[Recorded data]
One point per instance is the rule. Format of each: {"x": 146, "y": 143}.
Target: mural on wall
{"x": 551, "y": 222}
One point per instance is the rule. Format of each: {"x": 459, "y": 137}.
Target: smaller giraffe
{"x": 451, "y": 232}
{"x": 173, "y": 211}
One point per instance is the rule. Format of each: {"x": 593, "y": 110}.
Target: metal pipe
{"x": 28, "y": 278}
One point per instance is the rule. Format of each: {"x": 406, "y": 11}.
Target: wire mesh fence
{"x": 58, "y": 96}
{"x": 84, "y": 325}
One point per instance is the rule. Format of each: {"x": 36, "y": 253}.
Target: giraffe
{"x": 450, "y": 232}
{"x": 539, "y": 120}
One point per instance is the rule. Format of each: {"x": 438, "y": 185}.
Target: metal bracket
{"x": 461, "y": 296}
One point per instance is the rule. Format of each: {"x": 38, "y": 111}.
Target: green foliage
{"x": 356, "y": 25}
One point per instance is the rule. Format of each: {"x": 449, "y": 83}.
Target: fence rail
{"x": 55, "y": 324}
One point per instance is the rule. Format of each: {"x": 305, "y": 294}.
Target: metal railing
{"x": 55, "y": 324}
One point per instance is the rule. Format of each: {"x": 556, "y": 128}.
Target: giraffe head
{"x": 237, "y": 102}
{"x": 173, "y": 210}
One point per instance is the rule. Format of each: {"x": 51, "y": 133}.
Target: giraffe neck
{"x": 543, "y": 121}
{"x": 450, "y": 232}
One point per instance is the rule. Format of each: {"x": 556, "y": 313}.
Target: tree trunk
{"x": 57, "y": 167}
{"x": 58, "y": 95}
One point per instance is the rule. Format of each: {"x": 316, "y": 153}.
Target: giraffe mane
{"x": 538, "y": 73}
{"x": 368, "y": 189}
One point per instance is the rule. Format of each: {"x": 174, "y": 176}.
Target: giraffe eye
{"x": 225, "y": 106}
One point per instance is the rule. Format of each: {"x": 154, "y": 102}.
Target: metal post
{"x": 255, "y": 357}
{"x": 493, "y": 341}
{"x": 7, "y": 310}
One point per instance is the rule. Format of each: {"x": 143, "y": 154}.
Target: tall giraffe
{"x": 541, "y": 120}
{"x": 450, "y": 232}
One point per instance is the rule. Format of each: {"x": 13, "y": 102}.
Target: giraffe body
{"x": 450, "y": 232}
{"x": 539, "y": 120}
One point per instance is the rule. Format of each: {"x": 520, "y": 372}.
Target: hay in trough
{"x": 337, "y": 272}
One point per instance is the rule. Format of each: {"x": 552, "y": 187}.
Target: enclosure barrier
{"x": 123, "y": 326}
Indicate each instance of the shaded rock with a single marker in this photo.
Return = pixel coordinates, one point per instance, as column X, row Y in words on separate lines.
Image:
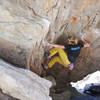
column 51, row 78
column 26, row 23
column 23, row 84
column 87, row 82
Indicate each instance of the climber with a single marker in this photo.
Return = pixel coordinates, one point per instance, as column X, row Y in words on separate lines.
column 68, row 59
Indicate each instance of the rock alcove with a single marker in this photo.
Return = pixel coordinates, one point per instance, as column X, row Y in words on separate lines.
column 25, row 24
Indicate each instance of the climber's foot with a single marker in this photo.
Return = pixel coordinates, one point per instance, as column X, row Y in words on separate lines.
column 47, row 55
column 44, row 67
column 71, row 66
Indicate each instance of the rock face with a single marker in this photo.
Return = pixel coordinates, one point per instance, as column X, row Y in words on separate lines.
column 23, row 84
column 91, row 79
column 25, row 23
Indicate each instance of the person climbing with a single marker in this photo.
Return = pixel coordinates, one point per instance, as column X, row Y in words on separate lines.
column 67, row 54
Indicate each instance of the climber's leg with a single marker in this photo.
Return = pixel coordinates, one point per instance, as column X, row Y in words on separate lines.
column 54, row 60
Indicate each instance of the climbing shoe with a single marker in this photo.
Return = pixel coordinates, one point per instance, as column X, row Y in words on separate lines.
column 71, row 66
column 46, row 55
column 44, row 67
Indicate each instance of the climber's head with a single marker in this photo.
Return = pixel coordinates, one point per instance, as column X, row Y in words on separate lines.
column 72, row 40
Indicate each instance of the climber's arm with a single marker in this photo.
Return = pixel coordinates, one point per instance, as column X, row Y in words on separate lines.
column 56, row 46
column 86, row 44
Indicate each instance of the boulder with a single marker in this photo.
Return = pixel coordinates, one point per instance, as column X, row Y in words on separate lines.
column 23, row 84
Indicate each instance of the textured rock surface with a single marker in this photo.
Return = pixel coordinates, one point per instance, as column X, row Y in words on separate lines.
column 23, row 84
column 25, row 23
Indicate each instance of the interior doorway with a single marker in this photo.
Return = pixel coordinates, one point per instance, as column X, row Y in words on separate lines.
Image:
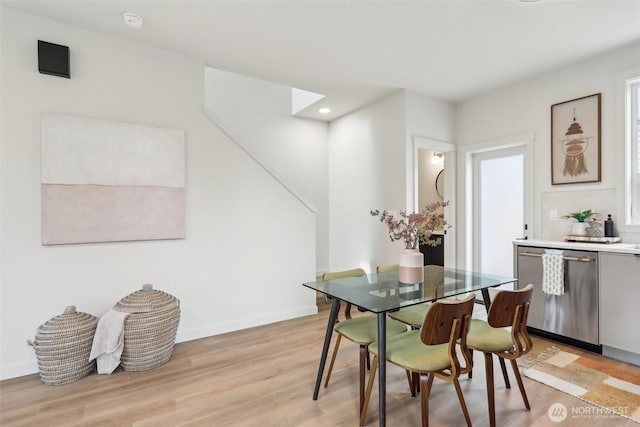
column 500, row 205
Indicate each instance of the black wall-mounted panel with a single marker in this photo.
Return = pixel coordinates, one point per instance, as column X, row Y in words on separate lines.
column 53, row 59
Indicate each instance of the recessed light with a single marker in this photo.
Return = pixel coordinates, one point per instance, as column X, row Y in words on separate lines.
column 133, row 20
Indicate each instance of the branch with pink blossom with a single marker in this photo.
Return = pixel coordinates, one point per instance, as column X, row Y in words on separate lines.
column 414, row 228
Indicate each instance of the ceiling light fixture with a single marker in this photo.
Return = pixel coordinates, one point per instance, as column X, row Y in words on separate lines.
column 133, row 20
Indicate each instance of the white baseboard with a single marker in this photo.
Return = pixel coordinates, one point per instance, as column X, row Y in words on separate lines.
column 31, row 367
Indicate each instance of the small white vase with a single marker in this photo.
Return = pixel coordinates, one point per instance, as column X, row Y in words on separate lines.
column 411, row 267
column 579, row 229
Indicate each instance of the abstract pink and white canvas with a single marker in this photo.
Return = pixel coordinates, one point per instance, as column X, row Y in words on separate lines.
column 105, row 181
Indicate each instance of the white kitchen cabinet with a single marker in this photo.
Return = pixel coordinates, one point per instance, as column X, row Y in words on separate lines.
column 620, row 305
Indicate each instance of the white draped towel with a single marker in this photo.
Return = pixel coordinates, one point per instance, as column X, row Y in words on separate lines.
column 108, row 341
column 553, row 274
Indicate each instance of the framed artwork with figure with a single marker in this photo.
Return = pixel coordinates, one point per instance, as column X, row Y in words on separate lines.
column 575, row 141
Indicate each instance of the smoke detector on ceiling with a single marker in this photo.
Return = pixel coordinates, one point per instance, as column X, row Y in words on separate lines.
column 133, row 20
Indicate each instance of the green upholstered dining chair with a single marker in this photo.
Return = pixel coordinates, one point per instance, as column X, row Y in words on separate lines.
column 431, row 352
column 362, row 330
column 508, row 309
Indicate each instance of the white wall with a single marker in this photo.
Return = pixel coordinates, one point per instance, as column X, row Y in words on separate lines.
column 525, row 107
column 429, row 118
column 366, row 171
column 242, row 227
column 369, row 151
column 257, row 114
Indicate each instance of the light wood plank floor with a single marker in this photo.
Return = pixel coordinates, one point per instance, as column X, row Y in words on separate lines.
column 264, row 376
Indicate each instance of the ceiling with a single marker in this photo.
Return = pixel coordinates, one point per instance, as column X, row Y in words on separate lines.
column 357, row 51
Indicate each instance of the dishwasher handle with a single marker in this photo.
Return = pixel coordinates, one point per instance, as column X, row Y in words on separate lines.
column 566, row 258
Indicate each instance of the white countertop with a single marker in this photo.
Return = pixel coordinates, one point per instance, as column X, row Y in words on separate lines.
column 628, row 248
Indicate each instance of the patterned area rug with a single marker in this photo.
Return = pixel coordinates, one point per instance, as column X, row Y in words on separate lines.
column 598, row 383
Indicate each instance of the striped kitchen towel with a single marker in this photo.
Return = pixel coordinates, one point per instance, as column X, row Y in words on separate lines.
column 553, row 274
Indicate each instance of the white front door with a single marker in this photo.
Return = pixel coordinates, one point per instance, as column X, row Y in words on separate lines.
column 499, row 214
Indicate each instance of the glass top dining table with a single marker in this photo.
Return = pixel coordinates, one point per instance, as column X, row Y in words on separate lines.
column 381, row 293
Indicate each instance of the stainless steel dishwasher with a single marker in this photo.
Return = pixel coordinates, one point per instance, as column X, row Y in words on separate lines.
column 572, row 317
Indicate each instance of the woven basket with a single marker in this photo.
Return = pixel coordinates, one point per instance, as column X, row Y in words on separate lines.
column 150, row 329
column 63, row 345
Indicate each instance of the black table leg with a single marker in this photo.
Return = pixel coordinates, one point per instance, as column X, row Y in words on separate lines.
column 487, row 302
column 382, row 368
column 333, row 315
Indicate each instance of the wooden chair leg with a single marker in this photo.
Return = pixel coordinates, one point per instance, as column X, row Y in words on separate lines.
column 516, row 372
column 426, row 381
column 488, row 364
column 367, row 396
column 333, row 359
column 410, row 381
column 462, row 402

_YOUR GOAL:_ Copy the lines of the entries verbatim, from the line holding "Indicate each instance of the interior" to the line holding "column 53, row 59", both included, and omit the pictures.

_COMPLETED TASK:_
Indicate each instance of the interior doorway with a single marker in this photo.
Return = pixel coordinates, one point per instance, as column X, row Y in words on separate lines.
Image:
column 500, row 205
Indicate each instance of the black wall-mounted panel with a single marker in this photo.
Return = pixel coordinates, one point per instance, as column X, row Y in words on separate lines.
column 53, row 59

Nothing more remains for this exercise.